### Data for processing:

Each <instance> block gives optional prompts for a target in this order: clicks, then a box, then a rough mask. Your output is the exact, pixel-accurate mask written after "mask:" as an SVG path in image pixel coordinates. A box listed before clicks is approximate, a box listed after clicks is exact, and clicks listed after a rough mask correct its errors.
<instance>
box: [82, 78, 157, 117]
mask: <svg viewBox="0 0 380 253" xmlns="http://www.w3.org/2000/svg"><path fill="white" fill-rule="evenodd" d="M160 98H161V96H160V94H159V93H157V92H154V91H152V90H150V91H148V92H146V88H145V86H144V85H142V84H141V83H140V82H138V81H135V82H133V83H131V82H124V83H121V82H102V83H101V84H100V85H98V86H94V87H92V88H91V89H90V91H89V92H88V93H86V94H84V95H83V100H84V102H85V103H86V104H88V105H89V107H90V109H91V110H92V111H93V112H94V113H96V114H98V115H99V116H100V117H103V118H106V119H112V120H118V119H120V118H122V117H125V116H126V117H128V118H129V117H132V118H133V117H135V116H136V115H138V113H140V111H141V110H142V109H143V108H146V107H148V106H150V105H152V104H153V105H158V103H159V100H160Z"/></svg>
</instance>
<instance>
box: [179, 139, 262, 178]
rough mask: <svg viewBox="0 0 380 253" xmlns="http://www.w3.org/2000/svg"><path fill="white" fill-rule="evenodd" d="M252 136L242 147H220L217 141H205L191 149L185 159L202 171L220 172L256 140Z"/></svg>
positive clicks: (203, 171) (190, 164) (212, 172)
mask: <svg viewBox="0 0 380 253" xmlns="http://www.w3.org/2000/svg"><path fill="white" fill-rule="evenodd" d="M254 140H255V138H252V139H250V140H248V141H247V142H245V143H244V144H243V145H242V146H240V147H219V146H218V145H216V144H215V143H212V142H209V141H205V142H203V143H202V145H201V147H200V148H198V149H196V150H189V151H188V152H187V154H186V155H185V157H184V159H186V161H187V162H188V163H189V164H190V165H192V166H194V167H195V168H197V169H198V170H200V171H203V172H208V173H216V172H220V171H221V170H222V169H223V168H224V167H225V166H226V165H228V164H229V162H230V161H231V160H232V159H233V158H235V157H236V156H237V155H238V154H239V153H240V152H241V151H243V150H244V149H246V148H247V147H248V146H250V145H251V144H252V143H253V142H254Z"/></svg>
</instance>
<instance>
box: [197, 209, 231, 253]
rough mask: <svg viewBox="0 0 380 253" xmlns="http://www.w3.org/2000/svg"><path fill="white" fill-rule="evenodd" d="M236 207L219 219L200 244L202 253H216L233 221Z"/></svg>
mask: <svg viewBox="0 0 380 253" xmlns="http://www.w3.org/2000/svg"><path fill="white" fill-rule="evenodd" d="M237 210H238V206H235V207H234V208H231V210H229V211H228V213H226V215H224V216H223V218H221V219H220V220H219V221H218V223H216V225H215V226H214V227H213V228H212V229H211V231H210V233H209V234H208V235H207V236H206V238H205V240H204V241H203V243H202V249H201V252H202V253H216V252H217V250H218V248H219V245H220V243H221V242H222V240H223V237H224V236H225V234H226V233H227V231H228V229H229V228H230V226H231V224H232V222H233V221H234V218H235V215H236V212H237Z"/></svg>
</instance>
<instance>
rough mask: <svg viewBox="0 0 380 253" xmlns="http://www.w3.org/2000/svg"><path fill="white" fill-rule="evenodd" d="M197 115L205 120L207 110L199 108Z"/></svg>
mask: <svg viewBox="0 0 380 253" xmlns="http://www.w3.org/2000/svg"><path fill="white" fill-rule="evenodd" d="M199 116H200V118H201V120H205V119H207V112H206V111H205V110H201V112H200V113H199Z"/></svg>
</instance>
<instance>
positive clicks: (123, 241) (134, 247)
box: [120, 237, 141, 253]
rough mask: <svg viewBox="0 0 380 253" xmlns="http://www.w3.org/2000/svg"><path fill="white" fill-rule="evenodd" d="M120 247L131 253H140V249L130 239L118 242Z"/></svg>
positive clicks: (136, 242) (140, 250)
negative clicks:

### Task item:
Convert all of the records above into a Markdown table with two columns, Row and Line. Each nonblank line gets its own row and a row number, and blank lines are left out.

### Solution for this problem:
| Row | Line |
|---|---|
| 1 | Each <instance> block gives optional prompts for a target in this order: clicks, then a box, then a rough mask. Your output is the exact, pixel-accurate mask written after "mask:" as an SVG path in image pixel coordinates. A box listed before clicks is approximate, a box listed after clicks is exact, and clicks listed after a rough mask correct its errors. |
| 2 | <instance> |
| 3 | box: [82, 78, 157, 117] |
| 4 | mask: <svg viewBox="0 0 380 253" xmlns="http://www.w3.org/2000/svg"><path fill="white" fill-rule="evenodd" d="M160 98H161V96H160V94H159V93H157V92H154V91H152V90H150V91H148V92H146V88H145V86H144V85H142V84H141V83H140V82H138V81H135V82H133V83H131V82H124V83H121V82H102V83H101V84H100V85H98V86H94V87H92V88H91V89H90V91H89V92H88V93H86V94H84V95H83V100H84V102H85V103H86V104H88V105H89V107H90V109H91V110H92V111H93V112H94V113H96V114H98V115H99V116H100V117H103V118H106V119H112V120H118V119H120V118H122V117H125V116H126V117H128V118H129V117H132V118H133V117H135V116H136V115H138V113H140V111H141V110H142V109H143V108H146V107H148V106H150V105H152V104H153V105H158V103H159V100H160Z"/></svg> |
| 5 | </instance> |
| 6 | <instance> |
| 7 | box: [179, 139, 262, 178] |
| 8 | rough mask: <svg viewBox="0 0 380 253" xmlns="http://www.w3.org/2000/svg"><path fill="white" fill-rule="evenodd" d="M252 136L242 147H220L217 141H205L191 149L185 159L202 171L220 172L256 140Z"/></svg> |
| 9 | positive clicks: (203, 171) (190, 164) (212, 172) |
| 10 | mask: <svg viewBox="0 0 380 253" xmlns="http://www.w3.org/2000/svg"><path fill="white" fill-rule="evenodd" d="M254 140H255V138H252V139H250V140H248V141H247V142H245V143H244V144H243V145H242V146H240V147H219V146H218V145H216V144H215V143H212V142H209V141H205V142H203V143H202V145H201V147H200V148H198V149H196V150H189V151H188V152H187V154H186V155H185V157H184V159H186V161H187V162H188V163H189V164H190V165H192V166H194V167H195V168H197V169H198V170H200V171H203V172H208V173H216V172H220V171H221V170H222V169H223V168H224V167H225V166H226V165H228V164H229V162H230V161H231V160H232V159H233V158H235V157H236V156H237V155H238V154H239V153H240V152H241V151H243V150H244V149H246V148H247V147H248V146H250V145H251V144H252V143H253V142H254Z"/></svg> |
| 11 | </instance> |
| 12 | <instance> |
| 13 | box: [197, 209, 231, 253] |
| 14 | rough mask: <svg viewBox="0 0 380 253" xmlns="http://www.w3.org/2000/svg"><path fill="white" fill-rule="evenodd" d="M236 207L219 219L200 244L202 253H216L233 221Z"/></svg> |
| 15 | mask: <svg viewBox="0 0 380 253" xmlns="http://www.w3.org/2000/svg"><path fill="white" fill-rule="evenodd" d="M237 210H238V206H235V207H234V208H231V210H229V211H228V213H226V215H224V216H223V218H221V219H220V220H219V221H218V223H216V225H215V226H214V227H213V228H212V229H211V231H210V233H209V234H208V235H207V236H206V238H205V240H204V241H203V243H202V249H201V252H202V253H216V252H217V250H218V248H219V245H220V243H221V242H222V240H223V237H224V236H225V234H226V233H227V231H228V229H229V228H230V226H231V224H232V222H233V221H234V218H235V215H236V212H237Z"/></svg> |
| 16 | </instance> |
| 17 | <instance> |
| 18 | rough mask: <svg viewBox="0 0 380 253" xmlns="http://www.w3.org/2000/svg"><path fill="white" fill-rule="evenodd" d="M197 115L205 120L207 110L199 108Z"/></svg> |
| 19 | mask: <svg viewBox="0 0 380 253" xmlns="http://www.w3.org/2000/svg"><path fill="white" fill-rule="evenodd" d="M199 116H200V118H201V120H205V119H207V112H206V111H205V110H201V112H200V113H199Z"/></svg> |
| 20 | </instance> |
| 21 | <instance> |
| 22 | positive clicks: (123, 241) (134, 247) |
| 23 | box: [120, 237, 141, 253] |
| 24 | rough mask: <svg viewBox="0 0 380 253" xmlns="http://www.w3.org/2000/svg"><path fill="white" fill-rule="evenodd" d="M120 247L131 253H140V249L130 239L118 242Z"/></svg> |
| 25 | positive clicks: (136, 242) (140, 250) |
| 26 | negative clicks: |